# INPUT
⁂
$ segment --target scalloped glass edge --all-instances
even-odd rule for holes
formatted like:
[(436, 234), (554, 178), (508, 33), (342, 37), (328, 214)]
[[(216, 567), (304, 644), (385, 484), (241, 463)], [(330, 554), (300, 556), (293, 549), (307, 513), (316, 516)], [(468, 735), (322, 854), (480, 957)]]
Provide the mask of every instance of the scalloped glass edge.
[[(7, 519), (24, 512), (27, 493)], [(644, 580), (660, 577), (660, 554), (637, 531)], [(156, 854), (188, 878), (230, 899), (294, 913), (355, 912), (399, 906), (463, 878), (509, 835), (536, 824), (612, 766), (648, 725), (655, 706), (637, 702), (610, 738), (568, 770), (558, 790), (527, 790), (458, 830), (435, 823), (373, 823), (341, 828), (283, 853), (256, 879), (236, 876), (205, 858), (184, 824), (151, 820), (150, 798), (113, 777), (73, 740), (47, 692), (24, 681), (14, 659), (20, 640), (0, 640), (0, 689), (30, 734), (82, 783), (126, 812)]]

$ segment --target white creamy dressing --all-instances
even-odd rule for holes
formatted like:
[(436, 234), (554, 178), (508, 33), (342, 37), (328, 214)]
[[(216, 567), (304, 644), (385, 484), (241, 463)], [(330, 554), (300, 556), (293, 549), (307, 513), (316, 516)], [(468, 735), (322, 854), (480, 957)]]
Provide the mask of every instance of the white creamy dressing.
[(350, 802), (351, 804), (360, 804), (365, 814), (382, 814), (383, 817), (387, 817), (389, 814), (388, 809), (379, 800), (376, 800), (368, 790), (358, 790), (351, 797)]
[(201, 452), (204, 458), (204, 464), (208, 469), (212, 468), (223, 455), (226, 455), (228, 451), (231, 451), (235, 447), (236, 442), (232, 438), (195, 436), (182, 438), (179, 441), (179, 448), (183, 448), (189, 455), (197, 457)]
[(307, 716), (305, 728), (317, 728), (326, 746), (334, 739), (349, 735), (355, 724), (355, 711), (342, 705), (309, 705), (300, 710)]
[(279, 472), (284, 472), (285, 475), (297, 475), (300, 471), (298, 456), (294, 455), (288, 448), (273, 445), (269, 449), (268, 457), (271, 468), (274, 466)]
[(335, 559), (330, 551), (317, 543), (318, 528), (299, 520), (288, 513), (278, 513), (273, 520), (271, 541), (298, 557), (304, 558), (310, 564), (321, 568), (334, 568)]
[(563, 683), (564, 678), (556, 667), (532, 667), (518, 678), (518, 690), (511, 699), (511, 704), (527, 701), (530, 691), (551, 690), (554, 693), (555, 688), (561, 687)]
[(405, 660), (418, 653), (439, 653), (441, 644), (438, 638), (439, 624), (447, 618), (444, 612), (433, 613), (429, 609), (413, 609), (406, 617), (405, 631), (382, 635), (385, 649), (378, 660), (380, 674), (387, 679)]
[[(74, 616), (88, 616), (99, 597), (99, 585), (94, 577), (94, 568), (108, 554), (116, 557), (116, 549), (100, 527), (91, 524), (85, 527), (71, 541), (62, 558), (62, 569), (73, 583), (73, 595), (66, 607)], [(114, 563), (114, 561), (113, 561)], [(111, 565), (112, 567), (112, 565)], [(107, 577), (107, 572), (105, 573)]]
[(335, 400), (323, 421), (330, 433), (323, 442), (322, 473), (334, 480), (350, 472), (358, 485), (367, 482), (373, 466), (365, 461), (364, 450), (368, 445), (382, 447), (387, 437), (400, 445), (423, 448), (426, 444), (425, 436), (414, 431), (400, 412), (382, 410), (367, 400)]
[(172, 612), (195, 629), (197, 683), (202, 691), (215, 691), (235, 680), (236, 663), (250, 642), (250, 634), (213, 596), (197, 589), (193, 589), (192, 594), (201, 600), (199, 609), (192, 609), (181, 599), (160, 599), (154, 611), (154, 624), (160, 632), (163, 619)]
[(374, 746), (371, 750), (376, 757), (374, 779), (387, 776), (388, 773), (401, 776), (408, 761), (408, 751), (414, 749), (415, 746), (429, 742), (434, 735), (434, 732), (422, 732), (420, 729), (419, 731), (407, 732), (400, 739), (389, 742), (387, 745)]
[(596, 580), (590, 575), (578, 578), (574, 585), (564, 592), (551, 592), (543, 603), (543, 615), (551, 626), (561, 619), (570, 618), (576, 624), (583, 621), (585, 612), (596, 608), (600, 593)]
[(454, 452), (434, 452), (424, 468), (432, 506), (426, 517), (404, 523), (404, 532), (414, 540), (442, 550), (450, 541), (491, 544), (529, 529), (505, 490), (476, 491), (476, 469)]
⁂
# WHAT TO PRODUCE
Reproduce every one of the records above line for line, keeping each character unchanged.

# RESULT
$ segment --target scalloped glass edge --all-instances
even-odd rule for holes
formatted like:
[(436, 234), (554, 178), (508, 33), (342, 37), (328, 214)]
[[(216, 567), (304, 644), (385, 484), (241, 463)], [(330, 554), (300, 556), (293, 549), (307, 513), (316, 516)], [(468, 735), (322, 854), (480, 957)]]
Provide the mask of every instance of the scalloped glass edge.
[[(7, 519), (24, 512), (27, 493)], [(644, 580), (660, 577), (660, 554), (637, 531)], [(156, 854), (188, 878), (230, 899), (294, 913), (355, 912), (399, 906), (463, 878), (509, 835), (536, 824), (612, 766), (648, 725), (655, 706), (637, 702), (610, 738), (568, 770), (558, 790), (527, 790), (458, 830), (435, 823), (373, 823), (341, 828), (283, 853), (256, 879), (236, 876), (205, 858), (184, 824), (151, 820), (150, 798), (113, 777), (73, 740), (47, 692), (24, 681), (14, 659), (20, 640), (0, 640), (0, 689), (30, 734), (82, 783), (126, 812)]]

$ segment --target white creamy dressing --all-instances
even-odd rule for holes
formatted like:
[(436, 234), (554, 178), (508, 33), (342, 37), (328, 214)]
[[(216, 567), (304, 644), (385, 484), (241, 463)], [(330, 554), (300, 556), (293, 549), (307, 513), (316, 516)], [(468, 735), (322, 854), (480, 957)]]
Provide the mask of every instance of the white creamy dressing.
[(350, 802), (351, 804), (360, 804), (365, 814), (382, 814), (383, 817), (387, 817), (389, 814), (388, 809), (379, 800), (376, 800), (368, 790), (358, 790), (351, 797)]
[(201, 452), (204, 458), (204, 464), (208, 469), (212, 468), (223, 455), (226, 455), (228, 451), (231, 451), (235, 447), (236, 442), (232, 438), (195, 436), (182, 438), (179, 441), (179, 448), (183, 448), (189, 455), (197, 457)]
[(307, 716), (305, 728), (317, 728), (326, 746), (334, 739), (349, 735), (355, 724), (355, 711), (342, 705), (309, 705), (300, 710)]
[(279, 472), (284, 472), (285, 475), (297, 475), (300, 471), (298, 456), (294, 455), (288, 448), (273, 445), (269, 449), (268, 457), (271, 468), (274, 466)]
[(335, 559), (330, 551), (317, 543), (318, 528), (299, 520), (288, 513), (278, 513), (273, 520), (271, 541), (298, 557), (304, 558), (310, 564), (321, 568), (334, 568)]
[(563, 683), (564, 678), (556, 667), (532, 667), (518, 678), (518, 690), (511, 699), (511, 704), (527, 701), (530, 691), (551, 690), (554, 693), (555, 688), (561, 687)]
[(405, 660), (418, 653), (439, 653), (441, 644), (438, 638), (439, 624), (447, 618), (444, 612), (433, 613), (429, 609), (413, 609), (406, 617), (405, 631), (382, 635), (385, 649), (378, 660), (380, 674), (387, 679)]
[[(74, 616), (88, 616), (99, 597), (99, 585), (94, 577), (94, 568), (108, 554), (116, 557), (116, 549), (100, 527), (91, 524), (85, 527), (71, 541), (62, 558), (62, 569), (73, 583), (73, 595), (66, 607)], [(114, 563), (114, 561), (113, 561)], [(111, 565), (112, 567), (112, 565)], [(107, 577), (107, 572), (105, 573)]]
[(335, 400), (323, 421), (330, 433), (323, 442), (322, 473), (334, 480), (350, 472), (358, 485), (367, 482), (373, 466), (365, 461), (364, 450), (368, 445), (382, 447), (387, 437), (400, 445), (423, 448), (426, 444), (425, 436), (414, 431), (400, 412), (382, 410), (367, 400)]
[(172, 612), (195, 629), (197, 683), (202, 691), (215, 691), (235, 680), (236, 663), (250, 642), (250, 634), (213, 596), (197, 589), (193, 589), (192, 594), (201, 600), (199, 609), (192, 609), (181, 599), (160, 599), (154, 611), (154, 624), (160, 632), (163, 619)]
[(374, 746), (371, 750), (376, 757), (374, 779), (387, 776), (388, 773), (401, 776), (408, 761), (408, 751), (414, 749), (415, 746), (429, 742), (434, 735), (434, 732), (422, 732), (420, 729), (419, 731), (407, 732), (400, 739), (389, 742), (387, 745)]
[(596, 580), (590, 575), (578, 578), (574, 585), (564, 592), (551, 592), (543, 603), (543, 615), (551, 626), (561, 619), (570, 618), (576, 624), (583, 621), (585, 612), (596, 608), (600, 593)]
[(454, 452), (434, 452), (424, 468), (432, 506), (426, 517), (404, 523), (404, 532), (414, 540), (442, 550), (450, 541), (491, 544), (529, 529), (505, 490), (476, 491), (476, 469)]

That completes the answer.